# Schlauchboot zum leichten schleppen auf der Ostsee



## Hansen. (4. März 2018)

Moin, 
ich habe mal eine Frage an diejenigen unter euch welche auf der Ostsee mit dem Schlauchboot unterwegs sind.
Ich habe einige Jahre ein 4,5 m Feststoffboot mit 6 PS besessen, bis wir beide getrennt wurden weil es zusammen mit dem Stellplatz abgebrannt ist .
Ich bin damit oft auf der Ostsee gewesen um in Küstennähe zu schleppen .
Mittlerweile möchte ich kein Feststoffboot mehr haben weil ich das trailern, bzw dass mit 80 Kmh durch die Gegend eiern doch irgendwie immer nervig fand.
Nun suche ich eine Alternative, SOT Kajak scheidet irgendwie aus, also denke ich ein kleines Schlauchboot mit 5 bis 6 PS  sollte  für mich doch perfekt sein, oder ?
Primär wichtig ist, dass ich dass Boot ohne Trailer im Kofferraum meines Combis transportieren und es alleine gut auf und wieder abbauen kann. 
Mehr als max 2 Personen braucht es nicht aufzunehmen, wobei ich meistens eher alleine fahren würde. 
Welches Modell könnt ihr mir da empfehlen,  ich hatte bisher das Suzumar 320 AL im Auge, bin aber nicht sicher ob das für meine Zwecke okay ist.
Bin für alle Tipp dankbar.
Mag.


----------



## Gast (4. März 2018)

*AW: Schlauchboot zum leichten schleppen auf der Ostsee*

Ich bin 20 Jahre Schlauchboot gefahren.
Vom Zeepter über Zodiac bis zum Grand.
Suzumar ist von der Qualität ok, fahren einige hier bei uns auf dem Campingplatz.
Wenn ich nur mal für einen Tag aufs Wasser wollte würde ich heute zu einem Hochdruckboden raten.
Da geht der Aufbau um einiges schneller als mit Holz oder Aluboden.
Und die Stabilität macht keinen Unterschied.
320 ist ausreichend wenn man meist alleine unterwegs ist, keiner würde ich auf keinen Fall wählen.

* DATENSÄTZE
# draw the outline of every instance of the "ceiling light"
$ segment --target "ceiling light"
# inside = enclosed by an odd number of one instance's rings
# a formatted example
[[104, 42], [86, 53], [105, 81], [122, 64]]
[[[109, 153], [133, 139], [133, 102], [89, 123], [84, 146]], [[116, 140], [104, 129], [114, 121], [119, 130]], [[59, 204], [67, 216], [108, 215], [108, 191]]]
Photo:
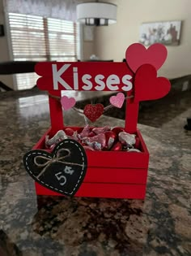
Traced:
[[77, 5], [77, 20], [88, 26], [107, 26], [117, 22], [117, 6], [109, 2], [83, 2]]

* AUFGABE 1
Welches Schlauchbootmodell hatte Hansen laut der Forumsdiskussion über Schlauchboote auf der Ostsee bisher im Auge?
* AUFGABE 2
Führe bitte die Forumsdiskussion über Schlauchboote auf der Ostsee im Anschluss an ihren letzten Satz weiter.

* ENDERGEBNIS 1
Das Suzumar 320 AL.

* ENDERGEBNIS 2
Zumal du ja im Kombi genug Platz für den Transport hast.
Kauf dir eine e-Pumpe und ein paar Slippräder dazu, erleichtert einiges.


----------



## Ines (4. März 2018)

*AW: Schlauchboot zum leichten schleppen auf der Ostsee*

Das sind schon mal gute Tipps. Ich würde auch noch Talamex-Boote empfehlen, vom Preis-Leistungs-Verhältnis her.
Und wir haben lediglich einen 2PS-Motor - ist recht leicht und 5 Knoten machst du mit dem Schlauchboot auch, was aber meistens schon eine sehr feuchte Angelegenheit ist.


----------



## Hansen. (4. März 2018)

*AW: Schlauchboot zum leichten schleppen auf der Ostsee*

Ok, danke erstmal.
Hat hier evtl jemand Erfahrungen mit den Honwave  Booten von Honda gemacht ?
Bin ich eben drüber gestolpert und die machen irgendwie auch einen guten Eindruck.


----------



## Silvio.i (5. März 2018)

*AW: Schlauchboot zum leichten schleppen auf der Ostsee*

2 PS auf der Ostsee bin ich auch schon gefahren. War aber wirklich nur eine Ausnahme!


----------



## afbaumgartner (5. März 2018)

*AW: Schlauchboot zum leichten schleppen auf der Ostsee*

Ahoi Hansen,

mit Honwave-Booten habe ich keine Erfahrungen. Ich selbst fahre ein Fix-Kraft (baugleich Zeepter) mit 3,30m und einem 8PS-Honda sowie einem 30lbs-Motorguide-Elektro-Außenborder.
Ich komme damit gut alleine klar, hab ne elektrische Pumpe und Slipräder dazu.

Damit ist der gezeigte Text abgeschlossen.